— start LISTED ENTRIES —
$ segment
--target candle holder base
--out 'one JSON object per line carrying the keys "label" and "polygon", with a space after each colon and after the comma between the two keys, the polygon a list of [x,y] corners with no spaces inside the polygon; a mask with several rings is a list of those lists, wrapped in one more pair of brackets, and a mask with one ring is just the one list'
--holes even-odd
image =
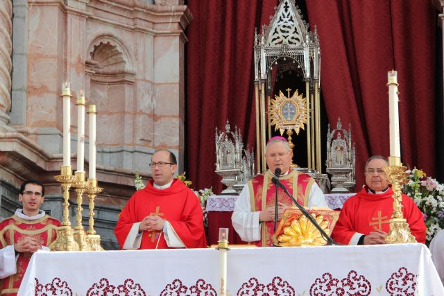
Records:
— end LISTED ENTRIES —
> **WHAT YOU HAVE TO DO**: Present every line of the items above as a numbered list, skipping blank lines and leaving the pictures out.

> **CORRECT RESULT**:
1. $ segment
2. --target candle holder base
3. --out 'one JSON object per line carrying the keys "label" and "polygon", with a space after each colon and after the comma between the two keys, the polygon a list of [x,y] corners with no spaces inside the polygon; a mask with several rings is a list of those lists, wrapped in one more pair of brackets, and a mask with one ring is just the one list'
4. --holes even-odd
5. image =
6. Records:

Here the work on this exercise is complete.